Spatial localization data =
⁂

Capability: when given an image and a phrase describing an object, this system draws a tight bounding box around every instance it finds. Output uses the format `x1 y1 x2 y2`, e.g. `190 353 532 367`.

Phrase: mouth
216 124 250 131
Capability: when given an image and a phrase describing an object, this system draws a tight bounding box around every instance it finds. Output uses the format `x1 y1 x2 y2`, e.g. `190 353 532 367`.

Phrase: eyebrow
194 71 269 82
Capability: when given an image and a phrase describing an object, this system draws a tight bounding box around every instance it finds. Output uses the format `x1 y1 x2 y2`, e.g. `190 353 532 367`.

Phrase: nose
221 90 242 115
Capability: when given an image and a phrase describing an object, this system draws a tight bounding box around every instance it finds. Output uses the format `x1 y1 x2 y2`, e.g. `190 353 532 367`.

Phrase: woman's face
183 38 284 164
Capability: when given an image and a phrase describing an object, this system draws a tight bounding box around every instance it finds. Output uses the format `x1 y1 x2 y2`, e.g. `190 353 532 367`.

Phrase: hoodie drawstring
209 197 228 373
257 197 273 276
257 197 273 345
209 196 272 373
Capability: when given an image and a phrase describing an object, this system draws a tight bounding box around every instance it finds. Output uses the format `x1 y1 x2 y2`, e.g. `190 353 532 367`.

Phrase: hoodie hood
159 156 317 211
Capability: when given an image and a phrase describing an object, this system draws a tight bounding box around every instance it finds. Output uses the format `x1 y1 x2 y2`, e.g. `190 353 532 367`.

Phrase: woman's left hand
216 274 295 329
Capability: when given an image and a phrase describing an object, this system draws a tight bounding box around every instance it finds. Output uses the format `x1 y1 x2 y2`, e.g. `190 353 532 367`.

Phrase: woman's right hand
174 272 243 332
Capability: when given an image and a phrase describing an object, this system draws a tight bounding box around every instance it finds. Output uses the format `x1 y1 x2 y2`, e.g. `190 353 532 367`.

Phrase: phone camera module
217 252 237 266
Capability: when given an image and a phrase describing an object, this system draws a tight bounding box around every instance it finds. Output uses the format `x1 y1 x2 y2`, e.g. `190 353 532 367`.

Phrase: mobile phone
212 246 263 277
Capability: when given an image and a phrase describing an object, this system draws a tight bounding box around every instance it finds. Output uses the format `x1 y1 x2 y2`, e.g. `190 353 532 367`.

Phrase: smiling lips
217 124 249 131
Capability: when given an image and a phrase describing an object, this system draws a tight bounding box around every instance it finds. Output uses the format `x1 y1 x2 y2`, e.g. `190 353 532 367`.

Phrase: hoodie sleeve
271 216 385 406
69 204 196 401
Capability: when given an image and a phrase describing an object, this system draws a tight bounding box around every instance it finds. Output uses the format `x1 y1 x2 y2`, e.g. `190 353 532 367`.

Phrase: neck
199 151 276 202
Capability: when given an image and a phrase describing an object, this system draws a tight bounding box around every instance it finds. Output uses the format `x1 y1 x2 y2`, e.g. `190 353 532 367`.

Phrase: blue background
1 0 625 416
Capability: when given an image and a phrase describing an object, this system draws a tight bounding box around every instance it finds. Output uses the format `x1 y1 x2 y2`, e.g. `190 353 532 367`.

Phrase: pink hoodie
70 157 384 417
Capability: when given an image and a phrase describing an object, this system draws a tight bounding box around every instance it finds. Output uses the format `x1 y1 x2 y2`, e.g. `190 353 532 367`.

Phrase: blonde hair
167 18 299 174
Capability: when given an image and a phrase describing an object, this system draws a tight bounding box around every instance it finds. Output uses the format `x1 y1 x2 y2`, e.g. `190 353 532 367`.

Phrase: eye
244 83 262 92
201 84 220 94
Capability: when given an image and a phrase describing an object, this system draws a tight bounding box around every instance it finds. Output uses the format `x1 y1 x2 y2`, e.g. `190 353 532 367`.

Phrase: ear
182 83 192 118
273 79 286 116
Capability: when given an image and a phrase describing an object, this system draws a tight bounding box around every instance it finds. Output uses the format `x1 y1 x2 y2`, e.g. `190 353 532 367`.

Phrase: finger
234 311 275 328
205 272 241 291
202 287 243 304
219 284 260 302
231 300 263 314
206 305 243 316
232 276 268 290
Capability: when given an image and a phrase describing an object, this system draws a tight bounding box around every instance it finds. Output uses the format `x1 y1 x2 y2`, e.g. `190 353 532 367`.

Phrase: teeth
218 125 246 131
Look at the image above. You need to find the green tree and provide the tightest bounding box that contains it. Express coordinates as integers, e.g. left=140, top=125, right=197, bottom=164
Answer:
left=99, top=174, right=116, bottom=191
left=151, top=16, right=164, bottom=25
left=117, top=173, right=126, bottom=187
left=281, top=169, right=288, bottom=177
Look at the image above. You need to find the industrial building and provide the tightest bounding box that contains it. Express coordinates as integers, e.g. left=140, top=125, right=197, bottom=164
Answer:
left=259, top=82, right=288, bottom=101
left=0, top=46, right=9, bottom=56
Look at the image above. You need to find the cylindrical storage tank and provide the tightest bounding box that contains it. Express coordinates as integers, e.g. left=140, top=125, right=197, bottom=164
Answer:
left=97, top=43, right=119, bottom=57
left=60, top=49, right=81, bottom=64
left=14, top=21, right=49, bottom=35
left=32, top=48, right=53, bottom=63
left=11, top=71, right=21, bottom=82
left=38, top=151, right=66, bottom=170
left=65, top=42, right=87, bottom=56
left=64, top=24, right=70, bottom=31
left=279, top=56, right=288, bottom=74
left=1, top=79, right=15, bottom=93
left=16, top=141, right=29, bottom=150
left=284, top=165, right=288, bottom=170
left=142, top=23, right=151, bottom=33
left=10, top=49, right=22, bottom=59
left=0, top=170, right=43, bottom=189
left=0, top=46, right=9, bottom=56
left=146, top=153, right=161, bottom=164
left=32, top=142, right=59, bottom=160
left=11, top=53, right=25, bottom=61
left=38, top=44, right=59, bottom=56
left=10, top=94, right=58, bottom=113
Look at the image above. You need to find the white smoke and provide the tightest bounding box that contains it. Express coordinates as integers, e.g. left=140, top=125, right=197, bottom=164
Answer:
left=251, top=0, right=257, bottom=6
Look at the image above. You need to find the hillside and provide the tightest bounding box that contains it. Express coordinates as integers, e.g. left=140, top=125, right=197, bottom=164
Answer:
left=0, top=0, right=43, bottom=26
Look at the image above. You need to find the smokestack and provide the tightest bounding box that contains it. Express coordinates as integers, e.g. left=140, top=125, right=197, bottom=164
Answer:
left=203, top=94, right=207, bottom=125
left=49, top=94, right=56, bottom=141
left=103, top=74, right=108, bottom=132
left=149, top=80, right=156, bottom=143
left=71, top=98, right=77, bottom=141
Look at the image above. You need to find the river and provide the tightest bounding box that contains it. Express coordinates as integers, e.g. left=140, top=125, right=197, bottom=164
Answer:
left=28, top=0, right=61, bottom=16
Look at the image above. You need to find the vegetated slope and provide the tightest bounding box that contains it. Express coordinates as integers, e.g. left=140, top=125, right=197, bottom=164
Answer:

⁂

ASSIGNMENT = Return the data in full, with each line kept exactly as it is.

RESULT =
Capability: when given an image and a phrase describing an object, this system draws a tight bounding box around every instance it finds. Output uses the format `x1 y1 x2 y2`, e.g. `190 353 532 367`.

Phrase: mouth
216 124 250 131
Capability: when given an image and a phrase describing an object, this system draws a tight bounding box around every instance it finds. Output uses the format `x1 y1 x2 y2`, e.g. `190 353 532 367`.

Phrase: eyebrow
194 71 269 82
Capability: when given an image and a phrase describing an object, this system draws a tight bounding box around every instance it finds. Output uses the format `x1 y1 x2 y2`, e.g. `190 353 532 367`.

Phrase: nose
221 90 242 115
Capability: when given an image and a phrase describing an object, this system draws a tight bounding box around every instance it finds. Output uses the format `x1 y1 x2 y2`, e.g. `190 353 532 367`.

Phrase: woman's face
183 38 284 164
Capability: when given an image and a phrase describing an object, this system draws a tight bounding box around every instance it finds. Output uses the format `x1 y1 x2 y2`, e.g. `190 353 532 367`.

Phrase: hoodie drawstring
209 197 228 373
257 197 273 276
257 197 273 345
209 196 272 373
Capability: when given an image and a phrase describing an object, this system draws a tight bounding box around every instance it finds. Output uses the format `x1 y1 x2 y2`, e.g. `190 353 532 367`.

Phrase: hoodie hood
159 156 317 211
Capability: when given an image and a phrase describing an object, this system draws a tight bounding box around every instance it finds. Output uses the format `x1 y1 x2 y2`, e.g. `190 353 532 367`.

Phrase: woman's left hand
216 274 295 329
Capability: when given an image and a phrase describing an object, this system draws a tight bounding box around every instance it finds. Output uses the format `x1 y1 x2 y2`, e.g. `190 353 532 367`.

Phrase: woman's right hand
174 272 243 332
Capability: when given an image and a phrase describing an object, this system draws a tight bounding box around every instance it finds. Output uses the format `x1 y1 x2 y2`, e.g. `190 353 532 367`.

Phrase: phone camera module
217 252 237 266
Capability: when given an image and a phrase describing an object, this system draws a tight bounding box around every instance it finds. Output uses the format `x1 y1 x2 y2`, e.g. `190 353 532 367`.

Phrase: mobile phone
212 246 263 277
Capability: when given an image and a phrase describing an object, this system draws a tight bounding box around every instance it finds. Output uses the format `x1 y1 x2 y2`, e.g. `190 353 532 367`.

Phrase: smiling lips
217 124 249 131
Capability: when given an image and a phrase describing an object, this system draws a tight bounding box around every instance it finds. Output uses the format `x1 y1 x2 y2`, e.g. `190 353 532 367`.

Phrase: hoodie sleeve
271 216 385 406
69 204 196 401
Capability: when given an image and a phrase describing an object, this system draws a tight bounding box around every instance it finds. Output uses the format `x1 y1 x2 y2`, e.g. `190 353 532 367`.

Phrase: neck
199 151 276 202
Capability: when given an image and a phrase describing an object, this system draws a tight bounding box around every instance it finds. Output uses the format `x1 y1 x2 y2`, e.g. `190 353 532 367`.

Phrase: blue background
1 0 625 416
Capability: when given an image and a phrase describing an object, this system draws a tight bounding box around every instance it finds. Output uses the format `x1 y1 x2 y2`, e.g. `190 353 532 367`.

Phrase: pink hoodie
70 157 384 417
Capability: when given an image and a phrase describing an object, this system draws a tight bounding box around every instance it finds. Output uses the format `x1 y1 x2 y2`, e.g. `190 353 532 367`.

Phrase: blonde hair
167 18 299 174
Capability: when given an image and a phrase describing an object, this system draws a tight bounding box around every instance it finds. Output uses the format `x1 y1 x2 y2`, e.g. `190 353 532 367`.

Phrase: eye
244 83 262 92
201 84 220 94
Capability: when given an image and a phrase describing an object, this system draws a tight bounding box around every instance it finds. Output uses the format `x1 y1 x2 y2`, e.g. `190 353 532 367`.

Phrase: ear
182 83 192 118
273 79 286 116
Capability: when given an image and a phrase describing an object, this system draws a tight bounding box around every instance it finds. Output uses the format `x1 y1 x2 y2`, e.g. `190 353 532 367`.

Phrase: finger
234 311 275 328
205 272 241 291
202 287 243 304
219 284 260 302
231 300 263 314
206 305 243 316
232 276 268 290
Capability: when given an image and a phrase describing an object, this system draws a tight bounding box around every instance it finds. Output uses the format `x1 y1 x2 y2`, e.g. `190 353 532 367`.

Phrase: teeth
218 125 246 131
Look at the image above. You need to find the green tree and provide the tightest bounding box that contains it. Express coordinates as integers, e.g. left=140, top=125, right=197, bottom=164
Answer:
left=99, top=174, right=116, bottom=191
left=151, top=16, right=164, bottom=25
left=117, top=173, right=126, bottom=187
left=281, top=169, right=288, bottom=177
Look at the image above. You need to find the industrial building and provide the tightest bounding box that contains it. Express coordinates as integers, e.g. left=140, top=125, right=197, bottom=164
Answer:
left=259, top=82, right=288, bottom=101
left=0, top=46, right=9, bottom=56
Look at the image above. You need to find the cylindrical storage tank and provide the tightest bounding box that contains it. Express coordinates as integers, e.g. left=140, top=125, right=197, bottom=164
Answer:
left=97, top=43, right=119, bottom=57
left=60, top=49, right=81, bottom=64
left=14, top=21, right=49, bottom=35
left=32, top=48, right=53, bottom=63
left=11, top=71, right=21, bottom=82
left=38, top=151, right=66, bottom=170
left=65, top=42, right=87, bottom=56
left=64, top=24, right=70, bottom=31
left=279, top=56, right=288, bottom=74
left=1, top=79, right=15, bottom=93
left=16, top=141, right=29, bottom=150
left=284, top=165, right=288, bottom=170
left=142, top=23, right=151, bottom=33
left=10, top=49, right=22, bottom=59
left=0, top=170, right=43, bottom=189
left=0, top=46, right=9, bottom=56
left=146, top=153, right=161, bottom=164
left=32, top=142, right=59, bottom=160
left=11, top=53, right=25, bottom=61
left=38, top=44, right=59, bottom=56
left=10, top=94, right=58, bottom=113
Look at the image above. You need to find the white smoke and provide the tightest bounding box that contains it. Express coordinates as integers, e.g. left=140, top=125, right=197, bottom=164
Answer:
left=251, top=0, right=257, bottom=6
Look at the image above. You need to find the hillside and provide the tightest bounding box that contains it. Express coordinates as integers, e.g. left=140, top=125, right=197, bottom=164
Answer:
left=0, top=0, right=43, bottom=26
Look at the image above. You need to find the smokestack and provide the tightest bounding box that contains it. Express coordinates as integers, e.g. left=140, top=125, right=197, bottom=164
Answer:
left=203, top=94, right=207, bottom=125
left=49, top=94, right=56, bottom=141
left=103, top=74, right=108, bottom=132
left=149, top=80, right=156, bottom=143
left=71, top=98, right=77, bottom=141
Look at the image above. You need to find the river and provide the tightest bounding box that contains it. Express coordinates as integers, e.g. left=140, top=125, right=197, bottom=164
Answer:
left=28, top=0, right=61, bottom=16
Look at the image above. You need to find the vegetated slope and provide the tightest bounding box that contains it. Express coordinates as integers, e.g. left=140, top=125, right=197, bottom=164
Answer:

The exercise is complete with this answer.